Find each line in the data below that contains the word "glass" and copy those lines out.

WORKING DATA:
------------

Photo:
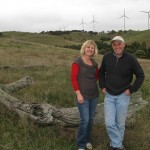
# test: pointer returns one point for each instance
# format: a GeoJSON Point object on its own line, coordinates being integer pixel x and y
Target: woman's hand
{"type": "Point", "coordinates": [104, 91]}
{"type": "Point", "coordinates": [79, 97]}
{"type": "Point", "coordinates": [127, 92]}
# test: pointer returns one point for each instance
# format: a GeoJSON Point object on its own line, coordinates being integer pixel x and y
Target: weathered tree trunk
{"type": "Point", "coordinates": [47, 114]}
{"type": "Point", "coordinates": [15, 86]}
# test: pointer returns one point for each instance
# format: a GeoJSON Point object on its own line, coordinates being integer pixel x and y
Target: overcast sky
{"type": "Point", "coordinates": [47, 15]}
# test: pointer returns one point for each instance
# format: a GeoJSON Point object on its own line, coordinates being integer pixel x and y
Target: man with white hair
{"type": "Point", "coordinates": [115, 79]}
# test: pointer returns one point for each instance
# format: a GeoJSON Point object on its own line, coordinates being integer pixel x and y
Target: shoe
{"type": "Point", "coordinates": [89, 146]}
{"type": "Point", "coordinates": [111, 148]}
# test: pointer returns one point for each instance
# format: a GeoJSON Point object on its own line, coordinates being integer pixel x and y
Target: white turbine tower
{"type": "Point", "coordinates": [148, 12]}
{"type": "Point", "coordinates": [82, 23]}
{"type": "Point", "coordinates": [93, 21]}
{"type": "Point", "coordinates": [64, 27]}
{"type": "Point", "coordinates": [124, 17]}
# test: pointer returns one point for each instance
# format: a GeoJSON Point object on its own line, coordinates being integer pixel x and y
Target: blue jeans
{"type": "Point", "coordinates": [115, 110]}
{"type": "Point", "coordinates": [87, 111]}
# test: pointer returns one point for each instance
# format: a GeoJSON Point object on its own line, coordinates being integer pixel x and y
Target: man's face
{"type": "Point", "coordinates": [118, 47]}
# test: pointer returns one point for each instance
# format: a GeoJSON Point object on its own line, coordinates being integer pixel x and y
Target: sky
{"type": "Point", "coordinates": [53, 15]}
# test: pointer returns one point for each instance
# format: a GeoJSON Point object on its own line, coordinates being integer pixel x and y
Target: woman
{"type": "Point", "coordinates": [84, 76]}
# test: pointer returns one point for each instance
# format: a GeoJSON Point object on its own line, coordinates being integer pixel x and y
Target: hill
{"type": "Point", "coordinates": [48, 63]}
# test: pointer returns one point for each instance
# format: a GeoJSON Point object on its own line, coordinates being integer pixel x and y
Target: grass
{"type": "Point", "coordinates": [52, 85]}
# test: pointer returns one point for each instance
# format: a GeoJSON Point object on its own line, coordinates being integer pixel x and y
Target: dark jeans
{"type": "Point", "coordinates": [87, 111]}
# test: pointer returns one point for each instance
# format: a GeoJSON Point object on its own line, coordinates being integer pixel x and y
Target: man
{"type": "Point", "coordinates": [115, 79]}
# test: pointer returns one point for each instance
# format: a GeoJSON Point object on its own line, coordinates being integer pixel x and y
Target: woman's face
{"type": "Point", "coordinates": [89, 50]}
{"type": "Point", "coordinates": [118, 47]}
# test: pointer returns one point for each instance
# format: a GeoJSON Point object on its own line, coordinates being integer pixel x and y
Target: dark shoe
{"type": "Point", "coordinates": [111, 148]}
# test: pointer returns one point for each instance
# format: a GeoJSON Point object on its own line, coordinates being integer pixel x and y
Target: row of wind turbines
{"type": "Point", "coordinates": [124, 17]}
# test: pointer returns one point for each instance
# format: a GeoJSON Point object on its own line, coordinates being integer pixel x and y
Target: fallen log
{"type": "Point", "coordinates": [46, 114]}
{"type": "Point", "coordinates": [15, 86]}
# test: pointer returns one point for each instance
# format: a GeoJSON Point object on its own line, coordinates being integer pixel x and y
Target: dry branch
{"type": "Point", "coordinates": [47, 114]}
{"type": "Point", "coordinates": [15, 86]}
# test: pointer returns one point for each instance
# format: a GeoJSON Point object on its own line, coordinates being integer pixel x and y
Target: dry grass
{"type": "Point", "coordinates": [52, 85]}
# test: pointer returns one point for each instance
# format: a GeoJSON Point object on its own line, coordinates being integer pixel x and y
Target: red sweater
{"type": "Point", "coordinates": [74, 76]}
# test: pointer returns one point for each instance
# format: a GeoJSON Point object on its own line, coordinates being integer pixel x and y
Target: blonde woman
{"type": "Point", "coordinates": [84, 76]}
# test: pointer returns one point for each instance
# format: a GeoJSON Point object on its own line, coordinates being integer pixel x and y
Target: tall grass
{"type": "Point", "coordinates": [52, 85]}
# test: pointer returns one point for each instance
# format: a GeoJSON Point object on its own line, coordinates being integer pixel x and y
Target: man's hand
{"type": "Point", "coordinates": [104, 91]}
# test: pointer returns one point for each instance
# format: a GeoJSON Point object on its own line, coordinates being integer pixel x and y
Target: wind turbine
{"type": "Point", "coordinates": [93, 21]}
{"type": "Point", "coordinates": [148, 12]}
{"type": "Point", "coordinates": [124, 17]}
{"type": "Point", "coordinates": [82, 23]}
{"type": "Point", "coordinates": [64, 27]}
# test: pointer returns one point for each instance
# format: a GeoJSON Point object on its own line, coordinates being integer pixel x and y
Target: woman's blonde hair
{"type": "Point", "coordinates": [87, 43]}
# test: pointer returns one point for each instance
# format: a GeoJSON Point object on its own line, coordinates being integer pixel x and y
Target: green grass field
{"type": "Point", "coordinates": [52, 85]}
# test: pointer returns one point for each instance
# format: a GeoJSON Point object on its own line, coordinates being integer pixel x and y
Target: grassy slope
{"type": "Point", "coordinates": [52, 85]}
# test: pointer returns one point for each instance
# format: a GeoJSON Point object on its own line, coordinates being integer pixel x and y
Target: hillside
{"type": "Point", "coordinates": [51, 84]}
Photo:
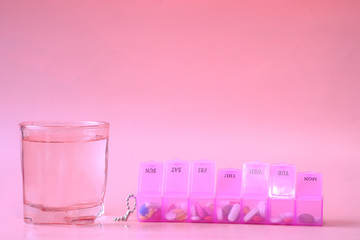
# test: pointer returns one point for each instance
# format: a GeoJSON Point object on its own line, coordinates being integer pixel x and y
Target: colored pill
{"type": "Point", "coordinates": [227, 209]}
{"type": "Point", "coordinates": [151, 212]}
{"type": "Point", "coordinates": [143, 210]}
{"type": "Point", "coordinates": [219, 213]}
{"type": "Point", "coordinates": [306, 218]}
{"type": "Point", "coordinates": [209, 210]}
{"type": "Point", "coordinates": [251, 214]}
{"type": "Point", "coordinates": [199, 210]}
{"type": "Point", "coordinates": [276, 220]}
{"type": "Point", "coordinates": [177, 211]}
{"type": "Point", "coordinates": [195, 218]}
{"type": "Point", "coordinates": [170, 216]}
{"type": "Point", "coordinates": [258, 219]}
{"type": "Point", "coordinates": [192, 210]}
{"type": "Point", "coordinates": [234, 212]}
{"type": "Point", "coordinates": [181, 216]}
{"type": "Point", "coordinates": [152, 205]}
{"type": "Point", "coordinates": [262, 208]}
{"type": "Point", "coordinates": [246, 210]}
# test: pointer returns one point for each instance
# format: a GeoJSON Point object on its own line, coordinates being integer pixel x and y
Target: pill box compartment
{"type": "Point", "coordinates": [282, 194]}
{"type": "Point", "coordinates": [149, 192]}
{"type": "Point", "coordinates": [201, 209]}
{"type": "Point", "coordinates": [202, 191]}
{"type": "Point", "coordinates": [175, 191]}
{"type": "Point", "coordinates": [254, 210]}
{"type": "Point", "coordinates": [255, 192]}
{"type": "Point", "coordinates": [228, 210]}
{"type": "Point", "coordinates": [228, 196]}
{"type": "Point", "coordinates": [175, 209]}
{"type": "Point", "coordinates": [149, 208]}
{"type": "Point", "coordinates": [309, 199]}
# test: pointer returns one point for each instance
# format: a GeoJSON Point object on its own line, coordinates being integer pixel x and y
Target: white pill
{"type": "Point", "coordinates": [275, 220]}
{"type": "Point", "coordinates": [152, 205]}
{"type": "Point", "coordinates": [195, 218]}
{"type": "Point", "coordinates": [219, 213]}
{"type": "Point", "coordinates": [192, 210]}
{"type": "Point", "coordinates": [286, 215]}
{"type": "Point", "coordinates": [184, 206]}
{"type": "Point", "coordinates": [262, 208]}
{"type": "Point", "coordinates": [224, 203]}
{"type": "Point", "coordinates": [234, 212]}
{"type": "Point", "coordinates": [251, 214]}
{"type": "Point", "coordinates": [170, 216]}
{"type": "Point", "coordinates": [209, 204]}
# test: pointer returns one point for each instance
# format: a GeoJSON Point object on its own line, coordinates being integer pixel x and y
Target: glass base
{"type": "Point", "coordinates": [69, 216]}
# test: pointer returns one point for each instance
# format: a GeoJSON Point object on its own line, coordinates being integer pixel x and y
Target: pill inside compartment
{"type": "Point", "coordinates": [228, 210]}
{"type": "Point", "coordinates": [309, 199]}
{"type": "Point", "coordinates": [149, 209]}
{"type": "Point", "coordinates": [282, 194]}
{"type": "Point", "coordinates": [255, 191]}
{"type": "Point", "coordinates": [175, 191]}
{"type": "Point", "coordinates": [228, 195]}
{"type": "Point", "coordinates": [202, 191]}
{"type": "Point", "coordinates": [201, 210]}
{"type": "Point", "coordinates": [254, 211]}
{"type": "Point", "coordinates": [175, 209]}
{"type": "Point", "coordinates": [149, 192]}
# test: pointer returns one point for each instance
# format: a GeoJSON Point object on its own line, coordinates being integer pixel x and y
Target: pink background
{"type": "Point", "coordinates": [229, 81]}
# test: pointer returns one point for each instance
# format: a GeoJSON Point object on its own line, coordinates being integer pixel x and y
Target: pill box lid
{"type": "Point", "coordinates": [309, 184]}
{"type": "Point", "coordinates": [255, 179]}
{"type": "Point", "coordinates": [228, 183]}
{"type": "Point", "coordinates": [282, 180]}
{"type": "Point", "coordinates": [150, 178]}
{"type": "Point", "coordinates": [202, 178]}
{"type": "Point", "coordinates": [176, 178]}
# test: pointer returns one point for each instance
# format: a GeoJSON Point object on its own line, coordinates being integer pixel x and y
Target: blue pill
{"type": "Point", "coordinates": [143, 210]}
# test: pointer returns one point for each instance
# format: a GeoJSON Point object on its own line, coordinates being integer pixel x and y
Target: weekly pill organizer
{"type": "Point", "coordinates": [182, 191]}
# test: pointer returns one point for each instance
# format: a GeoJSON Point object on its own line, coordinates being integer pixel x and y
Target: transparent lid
{"type": "Point", "coordinates": [176, 178]}
{"type": "Point", "coordinates": [150, 178]}
{"type": "Point", "coordinates": [309, 184]}
{"type": "Point", "coordinates": [255, 179]}
{"type": "Point", "coordinates": [202, 178]}
{"type": "Point", "coordinates": [282, 180]}
{"type": "Point", "coordinates": [229, 182]}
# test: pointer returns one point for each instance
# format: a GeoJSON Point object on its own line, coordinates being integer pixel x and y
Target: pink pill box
{"type": "Point", "coordinates": [175, 191]}
{"type": "Point", "coordinates": [202, 191]}
{"type": "Point", "coordinates": [309, 199]}
{"type": "Point", "coordinates": [149, 196]}
{"type": "Point", "coordinates": [255, 192]}
{"type": "Point", "coordinates": [228, 196]}
{"type": "Point", "coordinates": [180, 191]}
{"type": "Point", "coordinates": [282, 194]}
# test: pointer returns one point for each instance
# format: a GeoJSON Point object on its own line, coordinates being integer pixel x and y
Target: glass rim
{"type": "Point", "coordinates": [63, 124]}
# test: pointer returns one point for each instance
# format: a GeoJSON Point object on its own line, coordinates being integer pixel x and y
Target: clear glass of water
{"type": "Point", "coordinates": [64, 169]}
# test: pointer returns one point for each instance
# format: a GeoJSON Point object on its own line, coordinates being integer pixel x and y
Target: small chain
{"type": "Point", "coordinates": [127, 214]}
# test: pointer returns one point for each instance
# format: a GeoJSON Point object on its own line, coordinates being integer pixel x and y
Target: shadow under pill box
{"type": "Point", "coordinates": [260, 193]}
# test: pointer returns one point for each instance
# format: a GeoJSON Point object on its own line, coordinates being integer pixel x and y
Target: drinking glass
{"type": "Point", "coordinates": [64, 169]}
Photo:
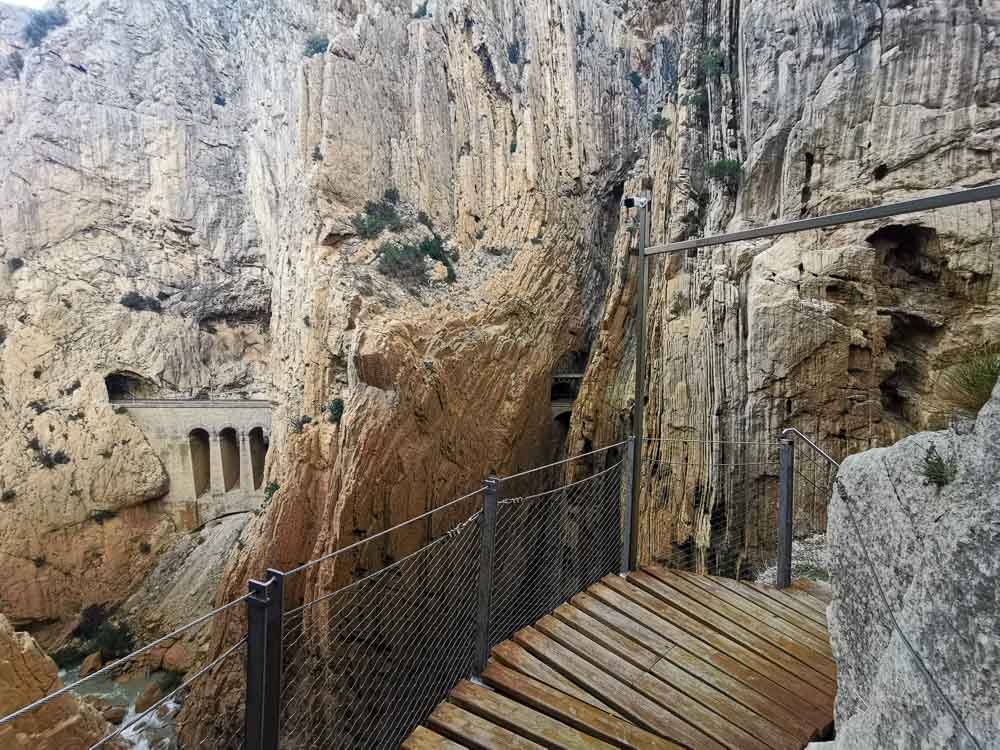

------------

COMPLETE RESPONSE:
Target: glass base
Target: glass rim
Target: clear glass of water
Target: drinking glass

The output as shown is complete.